--- Document text Enclosed Below ---

Hyaluronic acid provides a fluid environment
through which cells can migrate

First wave of migration (14-15 days) —>
creation of the definitive endoderm (the hypoblast is replaced)
Second wave of migration (16 days) —> creation of the mesoderm (between the definite
endoderm and what remains of the epiblast, which will be called ectoderm)

Epithelio-mesenchymal transition (EMT) —> dedifferentiation of epithelial cells. The factor
Snail is a zinc finger transcription factor involved in
EMT. Snail binds with certain regions of the DNA and
is able to repress some factors like desmoplakin
(expression of hemidesmosomes), cytokeratine
(cytoskeleton of epithelia cells) and E-cadherin
(involved in baso-lateral adhesion of epithelia cell).

--- End of Enclosed Document text ---
--- Data to examine Enclosed Below ---

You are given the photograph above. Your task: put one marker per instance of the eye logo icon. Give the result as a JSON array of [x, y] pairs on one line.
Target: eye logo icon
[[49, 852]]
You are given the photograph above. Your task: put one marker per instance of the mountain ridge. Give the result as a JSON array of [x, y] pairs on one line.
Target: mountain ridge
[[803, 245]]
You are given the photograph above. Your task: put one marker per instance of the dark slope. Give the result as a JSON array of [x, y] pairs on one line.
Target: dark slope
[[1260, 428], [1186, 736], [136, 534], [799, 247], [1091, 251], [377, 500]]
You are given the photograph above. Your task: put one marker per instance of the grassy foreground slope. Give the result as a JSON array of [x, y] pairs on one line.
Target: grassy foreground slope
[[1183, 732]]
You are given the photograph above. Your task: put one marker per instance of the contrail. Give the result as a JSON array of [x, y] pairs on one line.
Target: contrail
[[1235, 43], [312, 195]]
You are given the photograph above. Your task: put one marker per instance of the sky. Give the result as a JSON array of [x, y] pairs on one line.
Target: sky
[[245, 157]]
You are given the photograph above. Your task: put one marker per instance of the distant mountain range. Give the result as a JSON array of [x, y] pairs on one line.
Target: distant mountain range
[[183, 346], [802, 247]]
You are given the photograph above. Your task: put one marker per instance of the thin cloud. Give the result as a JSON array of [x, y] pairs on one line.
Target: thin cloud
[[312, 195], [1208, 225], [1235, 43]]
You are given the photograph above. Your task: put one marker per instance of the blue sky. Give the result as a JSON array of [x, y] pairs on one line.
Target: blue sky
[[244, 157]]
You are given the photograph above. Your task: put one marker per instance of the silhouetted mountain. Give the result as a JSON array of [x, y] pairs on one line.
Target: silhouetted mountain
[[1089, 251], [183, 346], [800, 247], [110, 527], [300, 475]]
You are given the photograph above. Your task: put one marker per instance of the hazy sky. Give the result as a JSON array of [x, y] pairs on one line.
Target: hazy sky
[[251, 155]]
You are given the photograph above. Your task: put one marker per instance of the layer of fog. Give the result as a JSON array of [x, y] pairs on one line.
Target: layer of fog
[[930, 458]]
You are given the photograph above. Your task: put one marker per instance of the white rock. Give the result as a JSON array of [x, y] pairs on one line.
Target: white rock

--- End of Enclosed Data to examine ---

Required actions:
• a. Using the embryology notes, decide whether each statement agrees with them: (i) the first wave of migration, at 14–15 days, creates the definitive endoderm; (ii) Snail increases the expression of E-cadherin; (iii) the mesoderm forms between the definitive endoderm and what remains of the epiblast. Answer yes or no for each, and quote the words from the notes that decide it.
• b. Reproduce the passage from the embryology notes that begins at the words "Epithelio-mesenchymal transition (EMT)" and ends after the words "of epithelia cell).".
• c. Write what comes next in the embryology notes, starting after their final sentence.

Answers per task:
• a.
(i) Yes: "First wave of migration (14-15 days) —> creation of the definitive endoderm (the hypoblast is replaced)"
(ii) No: "is able to repress some factors like desmoplakin (expression of hemidesmosomes), cytokeratine (cytoskeleton of epithelia cells) and E-cadherin"
(iii) Yes: "creation of the mesoderm (between the definite endoderm and what remains of the epiblast"

• b.
Epithelio-mesenchymal transition (EMT) —> dedifferentiation of epithelial cells. The factor
Snail is a zinc finger transcription factor involved in
EMT. Snail binds with certain regions of the DNA and
is able to repress some factors like desmoplakin
(expression of hemidesmosomes), cytokeratine
(cytoskeleton of epithelia cells) and E-cadherin
(involved in baso-lateral adhesion of epithelia cell).

• c.
Basically, Snail represses the epithelial features
and favours the development of the typical features
of undifferentiated cells, like for example the
expression of vimentin and fibronectin. Snail is
activated by other factors.

Snail activated in malignancy —> cells lose their
invasive
very differentiated features and start to break the
basement membrane to proliferate.

Mesenchymal cells are undifferentiated multi potent stem cells that are able to give rise to
cells of the connective tissue (like osteoblasts, chondroblasts, fibroblasts and pre adipocytes)

Mesenchymal cells produce an ECM with mainly ground substance rich in hyaluronic acid.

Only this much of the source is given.